Retype the full set of records. Keep every character identical.

Data listing.
----

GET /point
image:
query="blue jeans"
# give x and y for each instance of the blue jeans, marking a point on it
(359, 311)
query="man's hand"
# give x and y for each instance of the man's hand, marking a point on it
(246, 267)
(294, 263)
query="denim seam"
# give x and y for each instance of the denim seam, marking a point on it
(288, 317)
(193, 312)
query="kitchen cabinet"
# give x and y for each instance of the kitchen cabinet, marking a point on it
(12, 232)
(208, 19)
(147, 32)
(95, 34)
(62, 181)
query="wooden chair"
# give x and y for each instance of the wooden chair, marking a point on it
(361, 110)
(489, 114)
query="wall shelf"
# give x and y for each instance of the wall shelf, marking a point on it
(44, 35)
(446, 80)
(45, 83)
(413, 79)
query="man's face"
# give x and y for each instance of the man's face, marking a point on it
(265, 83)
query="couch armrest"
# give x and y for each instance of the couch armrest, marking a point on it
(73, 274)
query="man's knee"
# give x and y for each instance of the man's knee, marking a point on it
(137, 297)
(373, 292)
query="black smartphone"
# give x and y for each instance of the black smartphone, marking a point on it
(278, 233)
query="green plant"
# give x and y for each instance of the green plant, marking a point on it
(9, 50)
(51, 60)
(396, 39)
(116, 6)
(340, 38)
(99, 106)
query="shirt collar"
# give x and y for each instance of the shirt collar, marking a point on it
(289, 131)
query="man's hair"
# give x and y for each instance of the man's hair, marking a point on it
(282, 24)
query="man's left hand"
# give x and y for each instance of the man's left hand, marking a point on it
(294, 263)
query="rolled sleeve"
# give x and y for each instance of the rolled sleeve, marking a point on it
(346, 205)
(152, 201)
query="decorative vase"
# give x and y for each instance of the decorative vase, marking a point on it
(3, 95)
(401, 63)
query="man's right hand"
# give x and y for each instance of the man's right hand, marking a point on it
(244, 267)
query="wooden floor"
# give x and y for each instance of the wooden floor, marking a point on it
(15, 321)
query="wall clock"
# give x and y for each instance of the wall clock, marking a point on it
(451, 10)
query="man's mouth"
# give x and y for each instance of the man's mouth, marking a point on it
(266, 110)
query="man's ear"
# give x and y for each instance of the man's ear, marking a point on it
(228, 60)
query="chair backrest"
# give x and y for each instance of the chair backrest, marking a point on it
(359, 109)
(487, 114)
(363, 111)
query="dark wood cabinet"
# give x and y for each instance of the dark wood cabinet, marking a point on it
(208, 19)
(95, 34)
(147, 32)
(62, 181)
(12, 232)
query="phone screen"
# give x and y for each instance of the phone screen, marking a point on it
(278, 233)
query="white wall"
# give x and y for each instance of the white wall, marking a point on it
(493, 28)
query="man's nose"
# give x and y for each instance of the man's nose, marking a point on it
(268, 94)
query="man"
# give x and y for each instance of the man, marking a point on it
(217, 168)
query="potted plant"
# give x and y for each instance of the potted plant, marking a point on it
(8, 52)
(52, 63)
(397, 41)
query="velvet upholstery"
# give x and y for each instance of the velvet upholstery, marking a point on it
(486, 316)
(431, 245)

----

Problem solution.
GET /point
image:
query="blue jeans"
# give x and y for each instance of the blue jeans, marking a point on it
(359, 311)
query="man's hand"
# give x and y for each instance of the man's hand, marking a point on it
(246, 267)
(294, 263)
query="denim seam"
# give x and y for each instance of the denim seam, marking a point on it
(288, 317)
(193, 312)
query="kitchen cabinet"
# give x and y for each instance of the kitchen cabinet, marking a point on it
(12, 232)
(208, 19)
(147, 32)
(95, 34)
(62, 181)
query="wooden chair"
# give x and y for each instance of the wooden chair, marking a point on it
(361, 110)
(489, 114)
query="wall shelf"
# give x and y for each instance of the wall shelf, marking a point on it
(44, 35)
(446, 80)
(45, 83)
(413, 79)
query="man's face"
# give x and y for each instance of the man's face, marking a point on it
(265, 83)
query="couch armrest"
# give x and y for each instance of the couch armrest, marking a point on it
(73, 274)
query="man's knee"
# give x and y for each instance of the man's knee, marking a point on it
(137, 297)
(373, 292)
query="black smartphone"
# give x and y for each instance of the black smartphone, marking a point on it
(278, 233)
query="green plant"
# give x and y for each instance of the green plant, marking a point on it
(9, 50)
(51, 60)
(396, 39)
(116, 6)
(340, 38)
(99, 106)
query="shirt collar"
# give x and y for each instance of the shirt collar, marking a point on it
(289, 131)
query="man's hair"
# give x and y for each instance of the man's hair, marking a point on it
(282, 24)
query="man's left hand"
# give x and y for each instance of the man's left hand, marking a point on it
(294, 263)
query="rolled sleeve"
# give x and y for each instance of the rolled sleeve, marking a point on it
(346, 205)
(152, 201)
query="decorative vase"
# give x and y for each instance of the decorative vase, marking a point on it
(3, 95)
(401, 63)
query="man's right hand"
# give x and y for each instance of the man's right hand, marking a point on it
(244, 267)
query="wooden floor"
# give x and y for each instance of the wooden floor, marking a point on it
(15, 321)
query="wall clock"
# give x and y for each instance of the wall clock, marking a point on it
(451, 10)
query="man's mouth"
# give x and y for each instance of the man's mouth, marking a point on it
(266, 110)
query="man's ear"
# give x and y for each instance of the man's ear, marking a point on it
(228, 60)
query="chair backrest"
# give x and y for each instance of the chair backrest, marking a point on it
(359, 109)
(487, 114)
(363, 111)
query="dark wood cabinet"
# give x and y for each instance of the dark wood cabinet, marking a point on it
(208, 19)
(95, 34)
(147, 32)
(62, 181)
(12, 232)
query="phone screen"
# give x and y for each instance of the phone screen, marking a point on it
(278, 233)
query="white wall"
# give x and y for each instance of the white wall, marking a point on it
(493, 28)
query="man's nose"
# give x and y for each instance of the man's nose, marking a point on it
(268, 94)
query="man"
# give x and y for each instance of the man, marking a point on it
(217, 168)
query="potted plant"
# give x and y for each instance of the potted plant, marking a point on it
(8, 52)
(52, 63)
(397, 41)
query="velvet upholstery"
# give x and y for each instance of the velvet upholstery, marking a point on it
(486, 316)
(431, 245)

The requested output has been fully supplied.